##### Text for analysis

There you are in car line, waiting for your upper-elementary or middle school child, and you’re once again hoping against hope for a great chat on the way home. As your beloved climbs into the car, you initiate what you pray will be meaningful conversation. Maybe today, he’ll answer you. Maybe.
“Hey, how was school?”
“What did you do today?”
And so ends the conversation; exchanges like this don’t exactly bode well for dinner time discussion either. There’s nothing to build upon for later when you try to include your spouse and the rest of the family in the news of the day.
“So, Billy’s day was just okay today. He didn’t do a single thing at school. Six and a half hours: nothing. Could someone please pass the potatoes?”
How did these little chatterboxes, who could recite by chapter and verse everything their kindergarten teacher said every day, grow so quiet and so ill-at-ease with simple questions? More importantly, how do you get them to start talking again? You have a choice: change the kid or change the questions. (hint: pick questions)
Your child is questioned throughout the day in class as teachers attempt to discern comprehension among students. These questions are designed to bring about higher order thinking through mindfully developed stages; teachers rarely accept single-word answers, so they tend to ask open-ended questions. An open-ended question can be loosely defined as one which requires more than a single-word answer (such as “yes” or “no”) and encourages more thoughtful and involved responses. These don’t have to be difficult questions; they can be the same questions you’ve always been asking that are rephrased to avoid quick, dismissive responses.

##########
##### Source material

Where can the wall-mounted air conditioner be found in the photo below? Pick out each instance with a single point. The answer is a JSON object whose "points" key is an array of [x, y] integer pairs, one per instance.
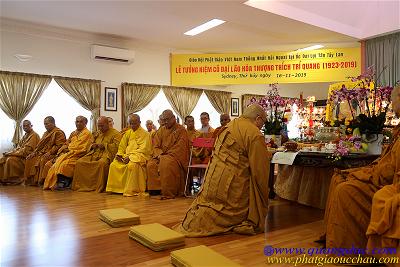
{"points": [[112, 54]]}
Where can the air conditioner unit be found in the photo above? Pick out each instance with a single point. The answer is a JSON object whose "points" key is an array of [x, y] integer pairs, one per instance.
{"points": [[113, 54]]}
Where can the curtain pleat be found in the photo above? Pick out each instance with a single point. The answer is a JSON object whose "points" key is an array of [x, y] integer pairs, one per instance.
{"points": [[384, 54], [86, 93], [220, 100], [183, 100], [19, 92], [137, 97]]}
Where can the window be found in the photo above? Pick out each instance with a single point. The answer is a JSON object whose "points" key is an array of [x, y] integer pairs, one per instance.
{"points": [[154, 109], [204, 105], [57, 103]]}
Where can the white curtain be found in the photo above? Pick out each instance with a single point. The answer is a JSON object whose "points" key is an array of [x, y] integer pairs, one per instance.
{"points": [[6, 132]]}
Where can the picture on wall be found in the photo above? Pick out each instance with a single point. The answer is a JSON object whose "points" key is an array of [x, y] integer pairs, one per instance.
{"points": [[110, 101], [235, 107]]}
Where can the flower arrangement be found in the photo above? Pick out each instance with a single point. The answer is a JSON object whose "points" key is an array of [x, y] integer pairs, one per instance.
{"points": [[276, 108], [368, 102]]}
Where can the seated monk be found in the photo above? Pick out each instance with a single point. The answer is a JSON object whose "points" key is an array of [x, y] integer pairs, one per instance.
{"points": [[166, 170], [91, 171], [234, 195], [128, 170], [384, 227], [349, 204], [46, 150], [75, 147], [224, 119], [199, 155], [205, 129], [12, 165]]}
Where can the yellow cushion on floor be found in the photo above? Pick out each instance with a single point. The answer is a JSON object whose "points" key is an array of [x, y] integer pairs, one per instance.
{"points": [[200, 256], [119, 217], [156, 236]]}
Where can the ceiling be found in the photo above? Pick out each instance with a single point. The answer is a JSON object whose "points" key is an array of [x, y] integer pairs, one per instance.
{"points": [[286, 25]]}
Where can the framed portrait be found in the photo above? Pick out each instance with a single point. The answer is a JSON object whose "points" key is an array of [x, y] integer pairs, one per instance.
{"points": [[110, 101], [235, 107]]}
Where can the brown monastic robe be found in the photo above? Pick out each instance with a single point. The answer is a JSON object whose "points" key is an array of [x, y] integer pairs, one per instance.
{"points": [[50, 143], [91, 171], [348, 209], [12, 166], [234, 196], [169, 171]]}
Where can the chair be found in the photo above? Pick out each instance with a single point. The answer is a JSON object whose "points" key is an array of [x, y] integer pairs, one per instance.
{"points": [[190, 183]]}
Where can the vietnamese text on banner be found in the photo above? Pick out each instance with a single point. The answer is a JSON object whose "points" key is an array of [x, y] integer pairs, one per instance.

##########

§ **Your goal**: Copy out the full passage on open-ended questions for children after school, word for word.

§ **Exercise result**:
There you are in car line, waiting for your upper-elementary or middle school child, and you’re once again hoping against hope for a great chat on the way home. As your beloved climbs into the car, you initiate what you pray will be meaningful conversation. Maybe today, he’ll answer you. Maybe.
“Hey, how was school?”
“What did you do today?”
And so ends the conversation; exchanges like this don’t exactly bode well for dinner time discussion either. There’s nothing to build upon for later when you try to include your spouse and the rest of the family in the news of the day.
“So, Billy’s day was just okay today. He didn’t do a single thing at school. Six and a half hours: nothing. Could someone please pass the potatoes?”
How did these little chatterboxes, who could recite by chapter and verse everything their kindergarten teacher said every day, grow so quiet and so ill-at-ease with simple questions? More importantly, how do you get them to start talking again? You have a choice: change the kid or change the questions. (hint: pick questions)
Your child is questioned throughout the day in class as teachers attempt to discern comprehension among students. These questions are designed to bring about higher order thinking through mindfully developed stages; teachers rarely accept single-word answers, so they tend to ask open-ended questions. An open-ended question can be loosely defined as one which requires more than a single-word answer (such as “yes” or “no”) and encourages more thoughtful and involved responses. These don’t have to be difficult questions; they can be the same questions you’ve always been asking that are rephrased to avoid quick, dismissive responses.